[Set problem] Can you update the records starting with the line that contains "Your annotation target is white floating" and going on through the end of the records, swapping "tall grass" for "long grass" and leaving everything else unchanged?

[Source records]
____
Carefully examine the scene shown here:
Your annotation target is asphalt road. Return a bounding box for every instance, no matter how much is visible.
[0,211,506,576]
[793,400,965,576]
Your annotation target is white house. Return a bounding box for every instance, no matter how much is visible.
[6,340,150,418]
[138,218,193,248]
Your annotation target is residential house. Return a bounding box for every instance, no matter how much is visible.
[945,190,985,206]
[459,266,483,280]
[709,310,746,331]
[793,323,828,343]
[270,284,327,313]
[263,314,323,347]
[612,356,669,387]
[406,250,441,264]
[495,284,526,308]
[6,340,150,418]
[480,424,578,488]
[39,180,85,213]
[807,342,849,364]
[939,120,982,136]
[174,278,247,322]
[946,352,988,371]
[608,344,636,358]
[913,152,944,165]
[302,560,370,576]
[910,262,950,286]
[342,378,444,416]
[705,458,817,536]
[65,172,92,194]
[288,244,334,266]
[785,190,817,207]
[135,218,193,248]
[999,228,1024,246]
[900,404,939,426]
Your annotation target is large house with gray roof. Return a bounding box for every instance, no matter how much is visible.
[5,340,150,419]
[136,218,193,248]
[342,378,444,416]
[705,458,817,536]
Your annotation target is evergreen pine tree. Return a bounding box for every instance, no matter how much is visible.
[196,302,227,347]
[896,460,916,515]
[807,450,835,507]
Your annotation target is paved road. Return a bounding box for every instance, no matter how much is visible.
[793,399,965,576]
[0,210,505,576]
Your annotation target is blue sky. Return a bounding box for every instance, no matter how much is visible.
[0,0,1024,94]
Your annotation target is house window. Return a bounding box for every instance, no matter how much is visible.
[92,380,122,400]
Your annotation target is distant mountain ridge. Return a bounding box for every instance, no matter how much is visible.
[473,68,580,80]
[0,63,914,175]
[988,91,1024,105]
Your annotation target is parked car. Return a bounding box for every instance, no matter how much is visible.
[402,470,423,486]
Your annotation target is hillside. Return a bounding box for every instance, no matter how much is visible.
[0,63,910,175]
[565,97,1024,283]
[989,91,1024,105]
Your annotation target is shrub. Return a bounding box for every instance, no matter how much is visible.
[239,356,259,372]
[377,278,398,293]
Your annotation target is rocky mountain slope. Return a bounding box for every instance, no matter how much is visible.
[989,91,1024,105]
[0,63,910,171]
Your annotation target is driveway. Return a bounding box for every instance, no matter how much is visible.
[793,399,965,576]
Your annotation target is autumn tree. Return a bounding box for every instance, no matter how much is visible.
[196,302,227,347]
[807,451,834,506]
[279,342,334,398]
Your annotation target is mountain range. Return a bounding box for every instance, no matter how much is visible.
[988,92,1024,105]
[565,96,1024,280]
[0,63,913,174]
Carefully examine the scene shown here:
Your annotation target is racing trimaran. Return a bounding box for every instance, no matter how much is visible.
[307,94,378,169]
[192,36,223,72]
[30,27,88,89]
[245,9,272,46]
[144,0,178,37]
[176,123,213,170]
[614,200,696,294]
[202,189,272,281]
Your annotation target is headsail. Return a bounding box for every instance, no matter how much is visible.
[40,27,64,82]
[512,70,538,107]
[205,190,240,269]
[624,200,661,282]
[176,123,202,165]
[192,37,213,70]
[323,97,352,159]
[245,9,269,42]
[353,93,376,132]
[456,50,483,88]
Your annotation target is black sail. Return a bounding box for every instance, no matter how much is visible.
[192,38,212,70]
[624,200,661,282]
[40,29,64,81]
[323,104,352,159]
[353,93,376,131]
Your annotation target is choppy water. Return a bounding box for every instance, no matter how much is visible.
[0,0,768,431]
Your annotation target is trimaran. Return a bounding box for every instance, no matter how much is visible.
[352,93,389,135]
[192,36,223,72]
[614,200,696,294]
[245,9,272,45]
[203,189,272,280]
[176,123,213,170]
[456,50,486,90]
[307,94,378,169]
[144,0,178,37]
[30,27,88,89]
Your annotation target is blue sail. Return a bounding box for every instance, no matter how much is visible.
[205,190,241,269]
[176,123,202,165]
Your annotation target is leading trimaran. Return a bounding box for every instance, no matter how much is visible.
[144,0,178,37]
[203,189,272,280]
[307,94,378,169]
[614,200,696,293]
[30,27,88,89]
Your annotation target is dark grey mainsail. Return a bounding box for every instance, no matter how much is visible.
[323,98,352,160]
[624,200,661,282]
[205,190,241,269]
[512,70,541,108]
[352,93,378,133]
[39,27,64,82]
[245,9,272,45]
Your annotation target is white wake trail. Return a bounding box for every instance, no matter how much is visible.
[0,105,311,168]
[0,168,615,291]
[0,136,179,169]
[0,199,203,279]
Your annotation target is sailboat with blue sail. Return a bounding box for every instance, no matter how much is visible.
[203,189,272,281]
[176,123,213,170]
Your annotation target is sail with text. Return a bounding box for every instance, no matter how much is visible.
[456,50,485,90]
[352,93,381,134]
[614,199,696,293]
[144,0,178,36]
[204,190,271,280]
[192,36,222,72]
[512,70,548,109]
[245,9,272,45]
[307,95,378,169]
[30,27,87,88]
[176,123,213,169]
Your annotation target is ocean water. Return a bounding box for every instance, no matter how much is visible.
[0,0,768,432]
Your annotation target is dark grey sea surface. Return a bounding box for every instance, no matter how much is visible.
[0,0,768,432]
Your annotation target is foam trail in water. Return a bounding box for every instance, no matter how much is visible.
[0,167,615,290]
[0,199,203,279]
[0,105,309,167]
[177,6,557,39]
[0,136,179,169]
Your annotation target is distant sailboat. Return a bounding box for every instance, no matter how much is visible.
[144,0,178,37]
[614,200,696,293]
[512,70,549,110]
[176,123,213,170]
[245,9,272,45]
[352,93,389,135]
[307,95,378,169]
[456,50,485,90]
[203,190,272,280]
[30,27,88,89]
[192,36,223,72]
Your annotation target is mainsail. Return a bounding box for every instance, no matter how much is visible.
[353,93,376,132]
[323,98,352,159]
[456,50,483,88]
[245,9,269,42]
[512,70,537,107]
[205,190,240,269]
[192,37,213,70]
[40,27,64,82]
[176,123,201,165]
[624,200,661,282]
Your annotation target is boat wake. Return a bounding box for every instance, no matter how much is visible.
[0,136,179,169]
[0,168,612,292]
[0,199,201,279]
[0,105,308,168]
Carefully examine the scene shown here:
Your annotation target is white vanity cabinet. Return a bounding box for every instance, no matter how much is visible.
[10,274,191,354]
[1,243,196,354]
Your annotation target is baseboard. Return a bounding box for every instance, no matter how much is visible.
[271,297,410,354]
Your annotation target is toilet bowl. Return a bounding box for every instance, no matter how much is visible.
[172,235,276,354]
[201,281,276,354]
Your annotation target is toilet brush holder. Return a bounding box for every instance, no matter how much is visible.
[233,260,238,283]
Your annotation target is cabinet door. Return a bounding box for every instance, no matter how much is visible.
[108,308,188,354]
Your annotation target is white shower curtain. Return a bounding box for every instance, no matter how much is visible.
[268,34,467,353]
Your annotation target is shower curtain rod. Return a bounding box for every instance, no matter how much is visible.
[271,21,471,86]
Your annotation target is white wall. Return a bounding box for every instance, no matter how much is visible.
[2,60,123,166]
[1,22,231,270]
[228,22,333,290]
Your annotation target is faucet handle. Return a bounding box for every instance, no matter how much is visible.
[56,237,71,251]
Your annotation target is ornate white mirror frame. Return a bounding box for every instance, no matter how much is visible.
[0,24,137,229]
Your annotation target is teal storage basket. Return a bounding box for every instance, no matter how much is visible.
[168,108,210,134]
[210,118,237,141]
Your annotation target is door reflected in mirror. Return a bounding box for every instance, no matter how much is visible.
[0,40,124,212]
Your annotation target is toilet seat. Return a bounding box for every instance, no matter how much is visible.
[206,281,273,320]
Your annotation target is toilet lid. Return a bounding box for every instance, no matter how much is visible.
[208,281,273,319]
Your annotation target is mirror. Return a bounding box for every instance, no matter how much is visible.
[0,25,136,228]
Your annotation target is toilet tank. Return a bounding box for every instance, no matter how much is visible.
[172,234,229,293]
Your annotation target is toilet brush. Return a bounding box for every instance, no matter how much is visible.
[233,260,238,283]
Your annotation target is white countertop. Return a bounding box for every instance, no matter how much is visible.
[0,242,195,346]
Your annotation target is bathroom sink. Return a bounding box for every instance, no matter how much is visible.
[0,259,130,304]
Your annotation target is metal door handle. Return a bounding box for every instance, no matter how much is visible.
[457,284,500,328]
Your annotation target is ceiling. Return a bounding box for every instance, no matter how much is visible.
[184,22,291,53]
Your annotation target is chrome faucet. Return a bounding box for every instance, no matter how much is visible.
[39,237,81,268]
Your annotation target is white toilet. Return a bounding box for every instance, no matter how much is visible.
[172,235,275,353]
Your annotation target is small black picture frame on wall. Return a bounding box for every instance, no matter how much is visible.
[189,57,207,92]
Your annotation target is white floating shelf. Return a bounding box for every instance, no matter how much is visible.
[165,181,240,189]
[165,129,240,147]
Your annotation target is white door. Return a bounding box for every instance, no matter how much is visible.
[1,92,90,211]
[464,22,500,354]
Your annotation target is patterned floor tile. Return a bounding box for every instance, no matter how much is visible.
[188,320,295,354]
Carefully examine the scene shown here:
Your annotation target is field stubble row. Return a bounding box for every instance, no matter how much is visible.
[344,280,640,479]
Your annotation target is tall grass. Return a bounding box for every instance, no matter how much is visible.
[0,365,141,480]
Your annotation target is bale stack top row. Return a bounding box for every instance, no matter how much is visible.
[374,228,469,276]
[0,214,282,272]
____
[Complete answer]
Your annotation target is white floating shelf. Return a bounding box for every instance, no matter how much is visible.
[165,181,240,189]
[165,129,240,147]
Your annotation target is white door. Return a bounding box for every instance, no matter how much is visible.
[1,92,90,211]
[464,22,500,354]
Your annotation target is patterned floor tile. Return a bounding box for every instance, no matter how much is visible.
[188,320,295,354]
Carefully examine the scene shown here:
Your annotation target is field stubble row. Return a bounding box for every instance, no matter how much is visible.
[344,280,640,479]
Your annotation target is long grass. Return a bounding box for every instance, no matter how much is visible.
[0,365,141,480]
Your annotation target is bale stack top row. Return a bounding box for every instance, no matter how much is visible.
[374,228,469,276]
[0,214,282,272]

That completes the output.